(Data items)
■ ■ ■ ■
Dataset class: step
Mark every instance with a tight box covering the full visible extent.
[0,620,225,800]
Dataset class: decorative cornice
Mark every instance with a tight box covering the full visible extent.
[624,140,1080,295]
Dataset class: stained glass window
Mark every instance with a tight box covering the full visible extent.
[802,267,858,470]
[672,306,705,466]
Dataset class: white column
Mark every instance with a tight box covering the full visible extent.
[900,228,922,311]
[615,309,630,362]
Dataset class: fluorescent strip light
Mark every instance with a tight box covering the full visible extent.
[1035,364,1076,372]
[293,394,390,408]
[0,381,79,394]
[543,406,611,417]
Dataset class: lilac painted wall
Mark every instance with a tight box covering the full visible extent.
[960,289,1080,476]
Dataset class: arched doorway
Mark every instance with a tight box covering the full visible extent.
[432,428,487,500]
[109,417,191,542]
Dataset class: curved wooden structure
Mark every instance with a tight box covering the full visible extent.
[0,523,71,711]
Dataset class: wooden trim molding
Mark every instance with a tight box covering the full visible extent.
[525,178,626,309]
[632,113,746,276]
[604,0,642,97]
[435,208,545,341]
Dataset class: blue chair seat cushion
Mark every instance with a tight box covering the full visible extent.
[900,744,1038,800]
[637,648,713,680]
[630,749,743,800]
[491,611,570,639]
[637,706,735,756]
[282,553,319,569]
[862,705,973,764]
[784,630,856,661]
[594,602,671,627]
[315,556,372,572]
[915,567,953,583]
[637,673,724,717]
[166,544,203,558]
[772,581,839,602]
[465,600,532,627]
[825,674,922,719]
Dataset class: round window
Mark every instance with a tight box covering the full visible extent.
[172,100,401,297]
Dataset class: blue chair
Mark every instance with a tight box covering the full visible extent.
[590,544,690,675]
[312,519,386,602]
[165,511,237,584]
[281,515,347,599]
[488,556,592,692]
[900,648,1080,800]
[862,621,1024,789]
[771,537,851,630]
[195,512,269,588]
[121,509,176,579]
■ ■ ■ ■
Rewrite the material above with "Dataset class" switched to "Object category" everywhere it occurs, and leave every other word and mark unchanged.

Object category: step
Mark every instance with a tight box covering the full visible extent.
[0,620,225,800]
Object category: decorative cornice
Mark every instance with a tight box covering the full visible extent.
[624,140,1080,295]
Object category: stained glass window
Mark every instance with a tight box covering the full visible extent.
[802,267,858,470]
[672,306,705,466]
Object category: white column
Mark every instance with a tight box covering the full visible extent.
[900,228,922,311]
[615,309,630,362]
Object category: fluorescent strip light
Mark every instance with a tight box covering the full visible extent.
[1035,364,1076,372]
[293,394,390,408]
[0,381,79,394]
[543,406,611,417]
Object category: lilac painted wall
Mark every instance with a tight box covering the full visible extent.
[960,289,1080,476]
Object category: arched doorway
Mark every instance with a tight box covering the full visible extent.
[432,428,487,500]
[109,417,191,542]
Object category: curved wooden structure
Mark every instance with a tight box covering the full visible extent.
[0,523,71,711]
Object category: wooden trim molding
Mark every instance with a tight box covering the full visible extent.
[525,178,626,309]
[632,113,746,276]
[604,0,642,97]
[435,208,545,341]
Object category: blue chair seat cushion
Mark every instance with a tight box covering the full visible extent.
[900,744,1038,800]
[637,648,713,680]
[630,749,743,800]
[491,611,570,639]
[637,706,735,756]
[282,553,319,569]
[862,705,973,764]
[784,630,856,661]
[594,602,671,627]
[315,556,372,572]
[915,567,953,583]
[637,673,724,717]
[166,544,203,558]
[772,581,839,602]
[465,600,532,627]
[825,674,922,719]
Object category: round window
Mark every instance with a tight box covering the full visible extent.
[172,100,401,297]
Object category: blue chair
Mark every instance with a tight box covering the full visible extent.
[590,544,690,675]
[312,519,386,602]
[165,511,237,584]
[281,515,347,599]
[488,556,592,692]
[900,648,1080,800]
[862,621,1024,789]
[771,537,851,630]
[195,512,269,588]
[121,509,176,579]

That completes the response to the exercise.